Excerpt from a dataset:
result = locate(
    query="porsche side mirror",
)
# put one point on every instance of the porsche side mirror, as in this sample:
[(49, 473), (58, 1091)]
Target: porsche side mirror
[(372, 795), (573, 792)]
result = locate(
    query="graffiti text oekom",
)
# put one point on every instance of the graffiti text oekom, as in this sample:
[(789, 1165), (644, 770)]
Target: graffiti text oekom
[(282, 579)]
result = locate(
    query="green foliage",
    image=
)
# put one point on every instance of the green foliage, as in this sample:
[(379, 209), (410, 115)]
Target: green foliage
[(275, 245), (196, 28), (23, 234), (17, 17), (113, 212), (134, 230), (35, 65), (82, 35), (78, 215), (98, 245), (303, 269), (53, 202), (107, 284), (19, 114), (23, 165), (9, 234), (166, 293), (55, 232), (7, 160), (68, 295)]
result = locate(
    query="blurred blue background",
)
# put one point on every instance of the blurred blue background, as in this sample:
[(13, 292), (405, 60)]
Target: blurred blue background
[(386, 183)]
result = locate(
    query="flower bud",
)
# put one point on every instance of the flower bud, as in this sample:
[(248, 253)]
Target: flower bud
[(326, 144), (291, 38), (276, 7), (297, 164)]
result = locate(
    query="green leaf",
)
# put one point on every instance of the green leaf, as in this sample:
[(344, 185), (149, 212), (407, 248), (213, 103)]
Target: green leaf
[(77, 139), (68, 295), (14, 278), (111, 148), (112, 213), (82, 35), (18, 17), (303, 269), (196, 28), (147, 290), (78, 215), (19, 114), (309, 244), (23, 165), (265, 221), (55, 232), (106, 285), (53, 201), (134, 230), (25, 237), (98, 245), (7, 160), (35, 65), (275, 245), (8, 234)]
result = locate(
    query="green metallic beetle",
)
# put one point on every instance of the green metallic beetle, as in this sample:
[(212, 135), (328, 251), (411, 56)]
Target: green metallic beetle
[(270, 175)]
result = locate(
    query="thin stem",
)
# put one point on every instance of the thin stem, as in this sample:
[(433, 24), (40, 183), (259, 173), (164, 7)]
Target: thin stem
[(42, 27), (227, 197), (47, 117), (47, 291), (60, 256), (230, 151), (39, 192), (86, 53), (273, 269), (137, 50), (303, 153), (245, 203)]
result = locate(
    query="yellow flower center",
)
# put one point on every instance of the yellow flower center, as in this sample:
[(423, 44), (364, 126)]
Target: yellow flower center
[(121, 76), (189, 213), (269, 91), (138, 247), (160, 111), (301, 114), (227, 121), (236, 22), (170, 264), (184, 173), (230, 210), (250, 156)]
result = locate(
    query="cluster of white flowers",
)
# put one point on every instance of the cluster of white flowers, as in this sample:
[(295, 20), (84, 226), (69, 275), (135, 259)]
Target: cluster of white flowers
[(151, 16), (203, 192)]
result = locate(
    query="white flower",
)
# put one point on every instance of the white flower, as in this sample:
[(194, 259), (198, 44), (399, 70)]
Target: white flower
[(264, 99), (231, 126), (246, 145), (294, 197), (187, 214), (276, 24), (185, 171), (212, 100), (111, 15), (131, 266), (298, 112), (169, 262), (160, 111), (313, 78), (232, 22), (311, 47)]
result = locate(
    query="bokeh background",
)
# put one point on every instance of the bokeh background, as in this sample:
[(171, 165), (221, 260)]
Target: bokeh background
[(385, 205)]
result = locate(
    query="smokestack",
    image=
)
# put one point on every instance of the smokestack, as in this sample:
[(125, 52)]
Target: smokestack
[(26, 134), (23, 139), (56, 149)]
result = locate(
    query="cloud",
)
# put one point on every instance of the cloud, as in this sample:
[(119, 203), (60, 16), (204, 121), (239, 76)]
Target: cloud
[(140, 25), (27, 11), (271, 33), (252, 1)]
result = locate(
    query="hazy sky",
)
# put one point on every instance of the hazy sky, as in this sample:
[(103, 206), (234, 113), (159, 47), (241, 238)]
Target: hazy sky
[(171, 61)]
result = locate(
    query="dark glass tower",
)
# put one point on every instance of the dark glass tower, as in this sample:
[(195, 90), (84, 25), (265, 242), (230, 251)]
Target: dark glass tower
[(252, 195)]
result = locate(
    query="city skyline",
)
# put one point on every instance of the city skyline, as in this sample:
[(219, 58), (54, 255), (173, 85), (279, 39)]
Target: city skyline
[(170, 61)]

**GOAL OF THE EXERCISE**
Can you reproduce the records verbatim from their first line through the line with "[(270, 175)]", including both ends?

**PROBLEM SOLUTION**
result = locate(
    query="porsche side mirror",
)
# put one point on every instance of the porsche side mirror, as in this sample:
[(49, 473), (58, 1091)]
Target: porsche side mirror
[(372, 795), (573, 792)]
result = locate(
    query="graffiti text oekom",
)
# put one point on every instance of the graffiti text oekom, as in this sample:
[(789, 1165), (644, 770)]
Target: graffiti text oekom
[(282, 579)]
result = locate(
    query="green foliage",
    image=
)
# put one point on every instance of the green foliage, as in this sample:
[(379, 209), (410, 115)]
Target: green foliage
[(275, 245), (196, 28), (23, 234), (17, 17), (113, 212), (134, 230), (35, 65), (82, 35), (78, 215), (98, 245), (303, 269), (53, 202), (107, 284), (19, 114), (23, 165), (9, 234), (166, 293), (55, 232), (7, 160), (68, 295)]
result = locate(
    query="blurred blue background",
)
# put one point on every instance of the blurred blue background, as in this sample:
[(13, 292), (405, 60)]
Target: blurred blue background
[(386, 183)]
result = locate(
    query="flower bud",
)
# put one point on every instance of the flower bud, as in this sample:
[(248, 253)]
Target: flower bud
[(326, 144), (291, 38), (276, 7), (297, 164)]
result = locate(
    query="green leaf",
)
# put one point on every instance of the green leaf, as in this sample:
[(344, 185), (149, 212), (407, 248), (213, 103)]
Target: green leaf
[(77, 139), (68, 295), (14, 278), (111, 148), (112, 213), (82, 35), (18, 17), (303, 269), (196, 28), (147, 290), (78, 215), (19, 114), (309, 244), (23, 165), (265, 221), (55, 232), (106, 285), (53, 201), (134, 230), (25, 237), (98, 245), (7, 160), (35, 65), (275, 245), (8, 234)]
result = locate(
    query="green metallic beetle",
)
# put one point on every instance of the green metallic beetle, as in this sample:
[(212, 135), (328, 251), (411, 56)]
Target: green metallic beetle
[(270, 175)]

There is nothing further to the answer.